• WHAT TO PRODUCE: Nothing should differ between your answer and the records below.

• Dataset entries:
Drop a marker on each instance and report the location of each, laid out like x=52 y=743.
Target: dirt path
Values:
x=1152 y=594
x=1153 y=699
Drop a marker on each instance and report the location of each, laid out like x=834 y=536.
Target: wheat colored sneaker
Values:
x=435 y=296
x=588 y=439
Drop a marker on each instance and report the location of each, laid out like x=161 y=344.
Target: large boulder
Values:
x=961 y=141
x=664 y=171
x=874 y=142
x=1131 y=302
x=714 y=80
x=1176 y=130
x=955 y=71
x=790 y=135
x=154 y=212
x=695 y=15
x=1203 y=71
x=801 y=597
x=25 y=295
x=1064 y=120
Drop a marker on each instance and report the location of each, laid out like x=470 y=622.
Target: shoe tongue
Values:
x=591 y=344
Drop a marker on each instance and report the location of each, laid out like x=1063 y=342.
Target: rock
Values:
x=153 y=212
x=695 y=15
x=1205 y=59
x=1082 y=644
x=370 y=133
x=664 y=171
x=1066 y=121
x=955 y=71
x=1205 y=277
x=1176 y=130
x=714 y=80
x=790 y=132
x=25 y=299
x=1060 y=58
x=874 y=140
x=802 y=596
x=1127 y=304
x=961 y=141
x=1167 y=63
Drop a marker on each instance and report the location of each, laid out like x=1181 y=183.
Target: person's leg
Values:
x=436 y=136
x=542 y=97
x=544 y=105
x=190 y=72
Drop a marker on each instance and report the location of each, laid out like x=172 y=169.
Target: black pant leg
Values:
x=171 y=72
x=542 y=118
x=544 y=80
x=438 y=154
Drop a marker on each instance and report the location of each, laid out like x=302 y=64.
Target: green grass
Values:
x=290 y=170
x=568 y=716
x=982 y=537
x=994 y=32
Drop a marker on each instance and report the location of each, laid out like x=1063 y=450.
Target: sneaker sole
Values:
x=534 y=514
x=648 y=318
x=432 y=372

• SOLUTION:
Drop a marker on each instance and report the location of each, laid out like x=52 y=743.
Target: dirt path
Values:
x=1152 y=594
x=1153 y=699
Drop a marker on each instance and report the location of each, laid out like x=834 y=536.
Target: wheat colored sneaker
Values:
x=435 y=296
x=588 y=439
Drop a marker on each instance and report the location of each, laid out like x=161 y=344.
Target: large boulder
Values:
x=961 y=141
x=664 y=171
x=874 y=142
x=1131 y=302
x=714 y=80
x=1176 y=130
x=955 y=71
x=790 y=135
x=154 y=212
x=695 y=15
x=1203 y=71
x=801 y=597
x=25 y=295
x=1064 y=120
Drop a marker on each instance and report the location of each, laid out like x=470 y=622.
Target: shoe tongue
Values:
x=591 y=344
Drop a marker on each instance and report the location of each, laid out like x=1063 y=342.
Target: rock
Values:
x=153 y=212
x=695 y=15
x=1205 y=59
x=1082 y=644
x=370 y=133
x=664 y=171
x=1066 y=121
x=955 y=71
x=1205 y=277
x=1176 y=130
x=714 y=80
x=790 y=132
x=25 y=299
x=1060 y=58
x=874 y=140
x=802 y=596
x=1127 y=304
x=961 y=141
x=1167 y=63
Drop a marker on each instance and report the location of each, laid out like x=1181 y=183.
Target: person's leg
Values:
x=436 y=136
x=542 y=97
x=544 y=105
x=190 y=72
Drop a marker on each instance and report the location of each, laid out like x=172 y=169.
Target: black pant leg
Values:
x=171 y=72
x=542 y=118
x=544 y=80
x=438 y=154
Drop a marker on each instance and report the location of each, laid out like x=302 y=64.
Target: green grass
Values:
x=290 y=170
x=568 y=716
x=982 y=537
x=994 y=32
Drop a marker on each instance and report the location of each, laid out like x=1063 y=450.
Target: sneaker sole
Values:
x=534 y=514
x=648 y=318
x=432 y=372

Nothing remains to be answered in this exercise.